Reading passage
··········

Canonical labeling to improve compression approach to graph matching
[Thesis]
Mohammad R. Islam
Eberle, William
Tennessee Technological University
2016
63
Committee members: Kosa, Martha; Talbert, Doug
Place of publication: United States, Ann Arbor; ISBN=978-1-369-45317-1
M.S.
Computer Science
Tennessee Technological University
2016
Frequent itemset and sequence mining are known successful data mining approaches for discovering interesting patterns. However, more recently, research efforts have focused on the challenges of discovering frequent patterns in structural data - or data where there is a relationship between entities. One potential solution has involved the use of graph mining, where research has focused on creating efficient and scalable algorithms for frequent subgraph mining. Graph based pattern mining is used in many applications like chemistry, biology, and computer networks, just to name a few. However, with the rise of big data, current research efforts need to focus even more on the issue of scalability in order to be practical in the real-world. In this paper, we introduce a new approach for discovering frequent subgraphs in large datasets using a hybrid approach between two of the more popular subgraph mining algorithms. We empirically evaluate our approach on two different publicly available datasets, one representing chemical compounds and the other representing computer networking. From both of them, our algorithm discovers more meaningful frequent patterns than the other two algorithms.

··········

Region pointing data
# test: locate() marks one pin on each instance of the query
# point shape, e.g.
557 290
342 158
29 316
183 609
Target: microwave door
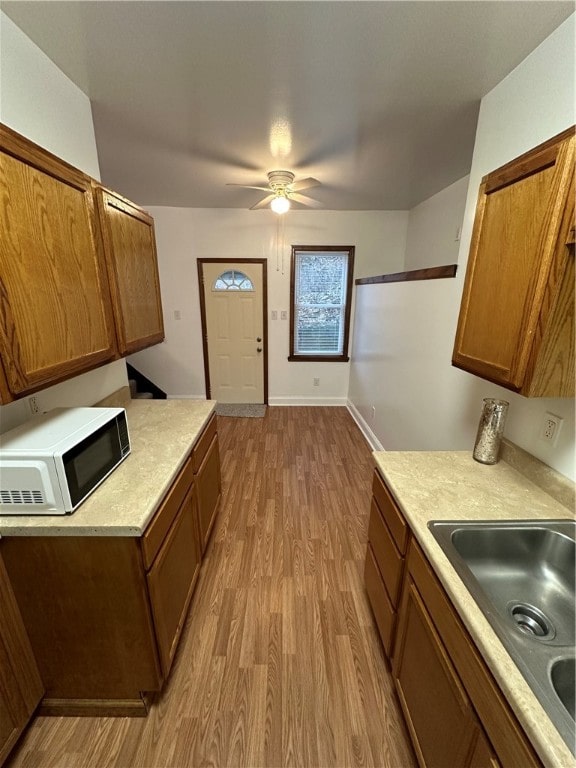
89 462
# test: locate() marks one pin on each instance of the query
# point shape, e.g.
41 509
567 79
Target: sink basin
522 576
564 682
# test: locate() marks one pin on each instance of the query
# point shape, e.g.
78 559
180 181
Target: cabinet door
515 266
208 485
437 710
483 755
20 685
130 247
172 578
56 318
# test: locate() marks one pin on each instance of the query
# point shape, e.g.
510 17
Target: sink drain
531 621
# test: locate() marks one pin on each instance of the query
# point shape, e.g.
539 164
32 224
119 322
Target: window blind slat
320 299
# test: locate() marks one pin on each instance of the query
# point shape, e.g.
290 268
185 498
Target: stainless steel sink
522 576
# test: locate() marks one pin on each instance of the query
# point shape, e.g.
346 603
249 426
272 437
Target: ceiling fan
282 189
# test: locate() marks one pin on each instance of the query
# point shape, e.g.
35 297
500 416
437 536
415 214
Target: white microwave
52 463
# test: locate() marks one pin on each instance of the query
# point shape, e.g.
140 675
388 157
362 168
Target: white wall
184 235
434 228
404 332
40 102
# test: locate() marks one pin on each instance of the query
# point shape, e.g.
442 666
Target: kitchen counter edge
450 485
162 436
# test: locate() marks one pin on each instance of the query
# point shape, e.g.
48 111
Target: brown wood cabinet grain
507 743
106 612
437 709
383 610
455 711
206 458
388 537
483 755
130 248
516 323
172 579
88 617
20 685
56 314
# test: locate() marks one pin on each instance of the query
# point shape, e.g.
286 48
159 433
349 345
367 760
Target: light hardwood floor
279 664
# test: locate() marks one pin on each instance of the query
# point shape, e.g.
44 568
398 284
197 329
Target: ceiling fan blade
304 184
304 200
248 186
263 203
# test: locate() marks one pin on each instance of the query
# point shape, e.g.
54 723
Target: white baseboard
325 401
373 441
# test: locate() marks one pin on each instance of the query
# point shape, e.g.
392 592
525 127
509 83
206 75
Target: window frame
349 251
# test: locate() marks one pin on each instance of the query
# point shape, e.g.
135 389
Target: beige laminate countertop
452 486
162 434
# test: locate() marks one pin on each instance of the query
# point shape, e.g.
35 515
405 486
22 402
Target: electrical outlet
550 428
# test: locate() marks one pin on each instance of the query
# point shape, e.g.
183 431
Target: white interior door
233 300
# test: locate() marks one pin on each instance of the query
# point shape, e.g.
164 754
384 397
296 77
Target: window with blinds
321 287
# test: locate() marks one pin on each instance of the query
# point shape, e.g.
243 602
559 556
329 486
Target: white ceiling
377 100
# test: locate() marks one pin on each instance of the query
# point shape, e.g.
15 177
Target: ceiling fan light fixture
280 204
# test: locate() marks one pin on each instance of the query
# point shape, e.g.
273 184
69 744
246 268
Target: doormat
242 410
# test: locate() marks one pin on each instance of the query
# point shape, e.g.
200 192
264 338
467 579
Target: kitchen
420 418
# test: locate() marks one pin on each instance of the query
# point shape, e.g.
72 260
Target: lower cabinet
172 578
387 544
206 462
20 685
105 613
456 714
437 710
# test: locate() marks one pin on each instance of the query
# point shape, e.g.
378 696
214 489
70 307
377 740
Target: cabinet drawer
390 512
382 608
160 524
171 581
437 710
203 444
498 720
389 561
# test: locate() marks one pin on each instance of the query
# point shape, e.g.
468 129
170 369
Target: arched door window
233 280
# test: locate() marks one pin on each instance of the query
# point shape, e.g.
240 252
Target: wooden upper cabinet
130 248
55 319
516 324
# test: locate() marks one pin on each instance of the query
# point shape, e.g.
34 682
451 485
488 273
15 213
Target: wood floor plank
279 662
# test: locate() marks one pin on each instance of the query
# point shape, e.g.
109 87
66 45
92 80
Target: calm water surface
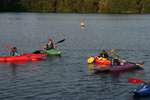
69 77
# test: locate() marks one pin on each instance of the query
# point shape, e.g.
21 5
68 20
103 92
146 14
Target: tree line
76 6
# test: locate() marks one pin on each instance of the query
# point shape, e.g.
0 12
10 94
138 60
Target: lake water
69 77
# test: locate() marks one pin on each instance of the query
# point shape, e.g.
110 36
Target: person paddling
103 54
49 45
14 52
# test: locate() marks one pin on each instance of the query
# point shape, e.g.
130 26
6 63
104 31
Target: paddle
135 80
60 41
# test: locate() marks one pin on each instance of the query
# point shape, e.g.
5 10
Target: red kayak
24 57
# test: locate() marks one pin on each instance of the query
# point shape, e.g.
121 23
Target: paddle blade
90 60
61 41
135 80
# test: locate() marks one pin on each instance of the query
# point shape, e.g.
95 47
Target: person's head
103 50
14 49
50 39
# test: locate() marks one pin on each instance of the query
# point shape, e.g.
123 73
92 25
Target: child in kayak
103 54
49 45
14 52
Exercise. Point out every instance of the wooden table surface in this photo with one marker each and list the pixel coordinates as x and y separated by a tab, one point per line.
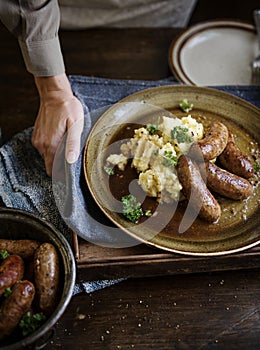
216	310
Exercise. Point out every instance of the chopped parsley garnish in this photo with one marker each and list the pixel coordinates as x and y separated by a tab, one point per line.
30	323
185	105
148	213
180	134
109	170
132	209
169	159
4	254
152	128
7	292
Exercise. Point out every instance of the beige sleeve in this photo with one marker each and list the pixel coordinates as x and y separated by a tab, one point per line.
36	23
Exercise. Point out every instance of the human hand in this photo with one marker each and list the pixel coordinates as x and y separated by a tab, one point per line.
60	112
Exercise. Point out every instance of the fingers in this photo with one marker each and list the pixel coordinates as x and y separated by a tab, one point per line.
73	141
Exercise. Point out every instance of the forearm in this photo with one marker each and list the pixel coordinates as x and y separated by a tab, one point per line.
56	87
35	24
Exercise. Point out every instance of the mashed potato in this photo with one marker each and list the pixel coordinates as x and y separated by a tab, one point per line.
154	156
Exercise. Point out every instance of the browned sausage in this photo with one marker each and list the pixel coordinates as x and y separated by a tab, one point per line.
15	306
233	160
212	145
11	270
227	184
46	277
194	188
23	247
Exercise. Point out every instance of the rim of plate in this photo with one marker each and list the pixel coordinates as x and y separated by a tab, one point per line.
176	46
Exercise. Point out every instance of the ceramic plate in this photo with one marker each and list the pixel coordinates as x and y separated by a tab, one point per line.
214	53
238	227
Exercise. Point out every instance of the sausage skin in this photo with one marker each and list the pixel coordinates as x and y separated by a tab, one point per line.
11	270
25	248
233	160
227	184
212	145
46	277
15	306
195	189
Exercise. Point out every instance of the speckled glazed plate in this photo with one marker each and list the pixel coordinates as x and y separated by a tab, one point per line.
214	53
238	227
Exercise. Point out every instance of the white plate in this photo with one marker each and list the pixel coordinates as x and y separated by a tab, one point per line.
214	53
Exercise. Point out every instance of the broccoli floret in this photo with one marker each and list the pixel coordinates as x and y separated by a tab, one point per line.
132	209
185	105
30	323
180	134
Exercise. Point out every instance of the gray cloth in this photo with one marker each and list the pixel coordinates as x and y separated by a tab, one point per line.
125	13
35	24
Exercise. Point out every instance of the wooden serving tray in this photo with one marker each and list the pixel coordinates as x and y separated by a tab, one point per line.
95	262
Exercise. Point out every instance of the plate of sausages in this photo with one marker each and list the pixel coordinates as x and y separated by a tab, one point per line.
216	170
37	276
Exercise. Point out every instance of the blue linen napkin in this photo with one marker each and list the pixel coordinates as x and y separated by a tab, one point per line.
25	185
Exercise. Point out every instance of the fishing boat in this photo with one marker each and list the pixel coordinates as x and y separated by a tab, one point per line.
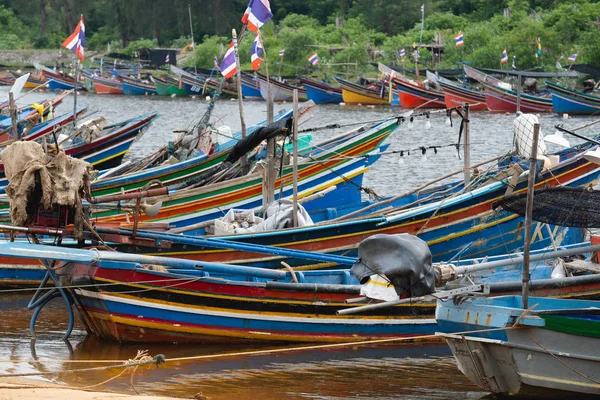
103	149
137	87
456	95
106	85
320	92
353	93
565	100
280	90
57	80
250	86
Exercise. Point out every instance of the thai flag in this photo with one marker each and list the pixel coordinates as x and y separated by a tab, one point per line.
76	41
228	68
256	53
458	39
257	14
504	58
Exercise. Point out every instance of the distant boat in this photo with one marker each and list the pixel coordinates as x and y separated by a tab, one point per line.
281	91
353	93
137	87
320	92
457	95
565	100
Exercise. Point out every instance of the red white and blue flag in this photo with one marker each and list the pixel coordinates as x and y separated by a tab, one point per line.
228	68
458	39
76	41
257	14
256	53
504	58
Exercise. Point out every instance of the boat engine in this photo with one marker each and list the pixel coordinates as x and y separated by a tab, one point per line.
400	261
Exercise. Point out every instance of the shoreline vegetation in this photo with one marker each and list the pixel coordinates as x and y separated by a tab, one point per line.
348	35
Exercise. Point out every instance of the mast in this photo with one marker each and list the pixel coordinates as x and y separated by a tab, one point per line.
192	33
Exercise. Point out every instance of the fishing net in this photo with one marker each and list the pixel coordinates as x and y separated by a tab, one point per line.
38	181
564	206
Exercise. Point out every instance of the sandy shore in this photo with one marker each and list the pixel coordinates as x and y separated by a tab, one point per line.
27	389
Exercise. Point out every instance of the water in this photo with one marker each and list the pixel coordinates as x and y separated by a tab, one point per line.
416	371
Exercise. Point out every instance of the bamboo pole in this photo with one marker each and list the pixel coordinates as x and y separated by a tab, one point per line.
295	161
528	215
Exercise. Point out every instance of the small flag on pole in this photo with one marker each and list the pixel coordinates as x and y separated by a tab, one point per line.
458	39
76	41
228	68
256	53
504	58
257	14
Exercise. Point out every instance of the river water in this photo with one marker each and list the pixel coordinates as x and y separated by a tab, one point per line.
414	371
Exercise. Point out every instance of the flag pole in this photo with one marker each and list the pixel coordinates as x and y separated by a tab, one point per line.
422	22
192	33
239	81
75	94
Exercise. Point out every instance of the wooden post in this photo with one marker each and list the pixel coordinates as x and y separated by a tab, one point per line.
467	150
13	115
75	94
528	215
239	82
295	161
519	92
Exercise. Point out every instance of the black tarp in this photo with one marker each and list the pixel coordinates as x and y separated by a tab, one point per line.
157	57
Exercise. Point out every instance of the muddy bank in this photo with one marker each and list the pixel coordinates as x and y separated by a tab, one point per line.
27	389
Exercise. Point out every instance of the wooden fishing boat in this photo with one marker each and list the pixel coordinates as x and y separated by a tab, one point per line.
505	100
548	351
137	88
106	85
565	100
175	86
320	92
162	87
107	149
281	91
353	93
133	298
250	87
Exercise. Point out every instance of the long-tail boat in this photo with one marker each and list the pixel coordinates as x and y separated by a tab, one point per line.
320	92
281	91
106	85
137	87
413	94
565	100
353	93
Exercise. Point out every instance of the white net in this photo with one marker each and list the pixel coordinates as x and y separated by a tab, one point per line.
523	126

··········

Work instructions
(1) Using the thesis entry, decide whether each statement agrees with it. Answer yes or no for each, and quote the words from the entry that settle it.
(a) The approach was tested on three publicly available datasets.
(b) Chemistry is one field where graph based pattern mining is used.
(c) The new approach blends two popular subgraph mining algorithms.
(2) Answer these questions from the thesis entry.
(a) What university is the thesis from?
(b) Who are the committee members?
(c) What do the two datasets used in the evaluation represent?
This data has nothing to do with the thesis entry.

Exercise solutions
(1)
(a) No: "two different publicly available datasets"
(b) Yes: "Graph based pattern mining is used in many applications like chemistry, biology, and computer networks"
(c) Yes: "using a hybrid approach between two of the more popular subgraph mining algorithms"

(2)
(a) Tennessee Technological University
(b) Martha Kosa and Doug Talbert
(c) One represents chemical compounds, and the other represents computer networking.